What is expected: Please edit the records, replacing every "checkered" with "plaid" and keeping everything else the same. Leave the pictures out of your answer.

----- Material for this exercise

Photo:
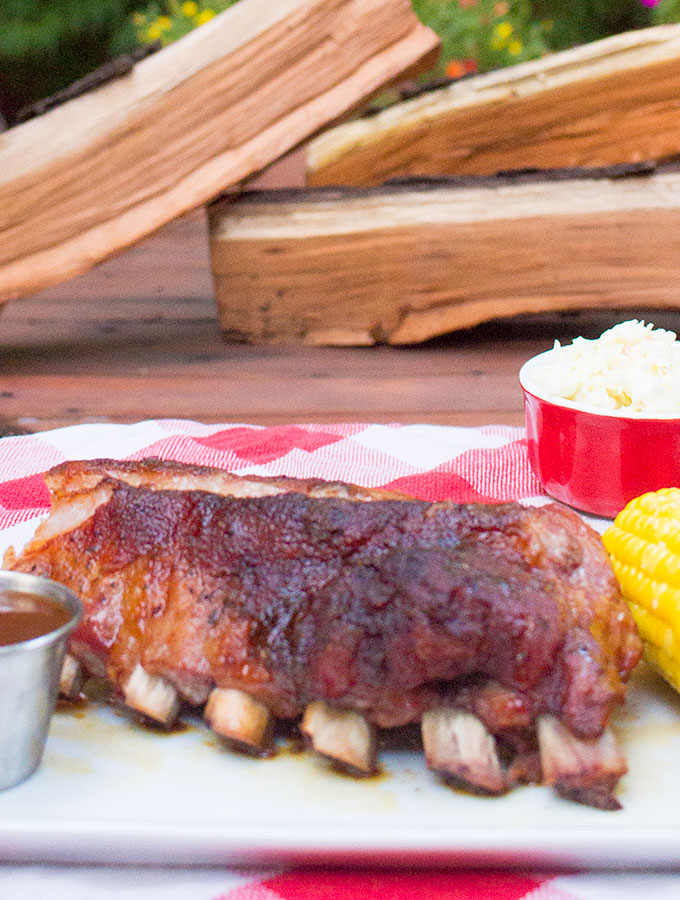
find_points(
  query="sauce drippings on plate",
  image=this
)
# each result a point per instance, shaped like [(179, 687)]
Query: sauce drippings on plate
[(27, 616)]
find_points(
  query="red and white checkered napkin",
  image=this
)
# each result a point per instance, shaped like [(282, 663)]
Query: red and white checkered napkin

----------

The solution:
Photo:
find_points(
  query="sauce drippings on plate",
  image=this
)
# each result a point per instance, shaped like [(179, 687)]
Query: sauce drippings on plate
[(27, 616)]
find_points(
  query="red and white plaid napkin",
  image=this
)
# each result a point per instance, shaped like [(282, 663)]
Query: red and white plaid napkin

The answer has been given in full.